▸ **EXERCISE DETAILS**
Reproduce all the items below word for word, leaving out the pictures.

▸ **Records from a data collection**
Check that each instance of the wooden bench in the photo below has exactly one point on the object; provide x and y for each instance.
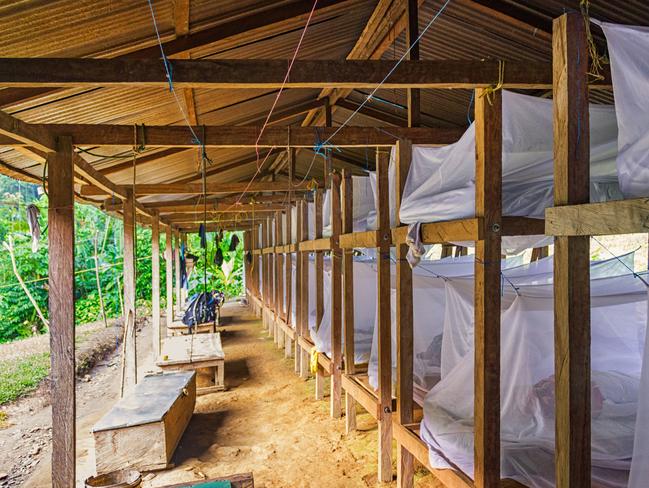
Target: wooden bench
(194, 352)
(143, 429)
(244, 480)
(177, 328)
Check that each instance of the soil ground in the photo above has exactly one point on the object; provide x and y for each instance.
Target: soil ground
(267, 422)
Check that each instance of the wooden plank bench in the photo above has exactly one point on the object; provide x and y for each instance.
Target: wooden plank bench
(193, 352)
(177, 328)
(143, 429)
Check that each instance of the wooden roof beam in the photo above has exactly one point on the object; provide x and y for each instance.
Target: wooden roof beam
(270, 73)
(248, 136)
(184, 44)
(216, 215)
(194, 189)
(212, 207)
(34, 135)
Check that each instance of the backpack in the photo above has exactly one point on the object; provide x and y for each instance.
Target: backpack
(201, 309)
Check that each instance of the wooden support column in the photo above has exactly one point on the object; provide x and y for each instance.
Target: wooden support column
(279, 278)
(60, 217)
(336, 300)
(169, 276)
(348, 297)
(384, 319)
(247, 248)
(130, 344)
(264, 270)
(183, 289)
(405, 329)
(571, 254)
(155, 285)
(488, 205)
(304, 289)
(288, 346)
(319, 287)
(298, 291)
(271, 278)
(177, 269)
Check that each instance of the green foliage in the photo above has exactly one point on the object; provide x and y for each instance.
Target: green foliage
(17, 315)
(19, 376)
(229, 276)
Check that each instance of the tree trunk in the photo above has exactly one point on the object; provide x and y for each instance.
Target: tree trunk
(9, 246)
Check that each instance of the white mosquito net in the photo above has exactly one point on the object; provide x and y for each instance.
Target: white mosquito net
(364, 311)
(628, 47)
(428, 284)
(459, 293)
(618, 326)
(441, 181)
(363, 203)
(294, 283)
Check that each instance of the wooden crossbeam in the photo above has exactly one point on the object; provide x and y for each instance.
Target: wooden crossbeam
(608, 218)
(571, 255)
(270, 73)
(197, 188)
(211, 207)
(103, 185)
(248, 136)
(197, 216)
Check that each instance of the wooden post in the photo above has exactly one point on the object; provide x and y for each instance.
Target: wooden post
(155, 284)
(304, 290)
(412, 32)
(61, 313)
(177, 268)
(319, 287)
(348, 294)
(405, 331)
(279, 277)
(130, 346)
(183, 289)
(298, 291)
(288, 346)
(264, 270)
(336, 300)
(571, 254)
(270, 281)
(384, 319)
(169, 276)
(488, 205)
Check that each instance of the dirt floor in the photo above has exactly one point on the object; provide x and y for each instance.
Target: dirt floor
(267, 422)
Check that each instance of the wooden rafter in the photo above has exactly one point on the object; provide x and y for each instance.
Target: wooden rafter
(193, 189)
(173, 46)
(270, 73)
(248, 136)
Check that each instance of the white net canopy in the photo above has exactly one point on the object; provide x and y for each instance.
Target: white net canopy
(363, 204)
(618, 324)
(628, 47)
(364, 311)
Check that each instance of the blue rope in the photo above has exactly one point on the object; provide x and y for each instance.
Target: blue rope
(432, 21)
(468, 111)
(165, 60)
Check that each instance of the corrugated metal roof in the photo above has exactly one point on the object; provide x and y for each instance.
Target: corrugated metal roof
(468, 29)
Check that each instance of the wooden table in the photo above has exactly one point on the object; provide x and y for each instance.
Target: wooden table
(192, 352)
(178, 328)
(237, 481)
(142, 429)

▸ **FINAL ANSWER**
Check that each instance of the wooden bench in the photo below has exactly one point on the object; provide x and y for each instance.
Target: wooden bench
(194, 352)
(143, 429)
(244, 480)
(177, 328)
Check that each instance of the soil ground in the photo above has exactly one point on the object; provide x and y for each instance.
Target: soil ground
(267, 422)
Check that each instance of the wooden plank bench in the photo above has exactly one point on the object; provide x and y for each instance.
Target: wooden plank bench
(193, 352)
(177, 328)
(143, 429)
Check that each instance of the wooden roof beam in the photo above has exactly one point on the object; provide x and y for each instance.
Target: wooden roof beam
(270, 73)
(248, 136)
(184, 44)
(216, 215)
(194, 189)
(212, 207)
(34, 135)
Check that each instance of the backpack in the photo above has exactly one point on the object; provide x and y for each instance.
Target: backpack
(201, 309)
Check that each instance of the wooden support column in the photo above has exactly one point on the object; provide x and y for each instance.
Target: wooden support column
(279, 278)
(60, 217)
(336, 300)
(169, 276)
(348, 297)
(384, 319)
(247, 248)
(130, 344)
(264, 270)
(183, 289)
(405, 329)
(571, 254)
(155, 285)
(488, 205)
(304, 289)
(288, 346)
(319, 287)
(298, 291)
(271, 278)
(177, 269)
Check that each instance of the green foliage in the photo above has exactly one point on the object; provide x and y for each instance.
Target: green foliage
(17, 315)
(19, 376)
(229, 276)
Check that each instance of the tree trunk in the photo above has exactly one point on the object; provide x and y for each instance.
Target: tree trunk
(9, 246)
Check that each instance of the white mosquito net in the photo above has exactly one point on the object; provide x and y for each instance.
Target: white mosquito net
(364, 311)
(628, 47)
(428, 284)
(459, 293)
(618, 326)
(441, 181)
(363, 203)
(294, 283)
Check that each instance of the wooden crossbeam in the photo above has exactly one point on the object; provide x and y for each instance.
Target: wooden crossbeam
(608, 218)
(571, 255)
(270, 73)
(197, 188)
(211, 207)
(103, 185)
(248, 136)
(197, 216)
Check that each instance of the wooden post in the photo above has exactly one point on the object; provide x and y for each instance.
Target: wooden post
(155, 284)
(304, 290)
(412, 32)
(61, 313)
(177, 268)
(319, 287)
(348, 294)
(405, 331)
(279, 277)
(130, 346)
(183, 289)
(298, 291)
(288, 346)
(264, 270)
(336, 300)
(571, 254)
(270, 281)
(384, 319)
(169, 276)
(488, 205)
Check that each instance of the dirt floor in the photo above has exactly one point on the object; provide x and y for each instance.
Target: dirt floor
(267, 422)
Check that each instance of the wooden rafter in the photo above has exactly one point on the object; provide x and y for each instance.
Target: wooden rafter
(193, 189)
(173, 46)
(270, 73)
(248, 136)
Check that each instance of the white net canopy in the photo above has exactly one point on the object; provide x and y for each instance.
Target: white net canopy
(363, 204)
(618, 324)
(628, 47)
(364, 311)
Check that each instance of the blue rope in the photo above has exactly one point on the object; provide x and y for each instance.
Target: blue rope
(432, 21)
(468, 111)
(165, 60)
Check that each instance of the corrugated metal roof in the photo above has exactly one point on the object; provide x and y for each instance.
Target: corrugated metal roof
(468, 29)
Check that each instance of the wooden table in the photo above has exactly one point on the object; provide x and y for each instance.
Target: wooden table
(192, 352)
(178, 328)
(237, 481)
(142, 429)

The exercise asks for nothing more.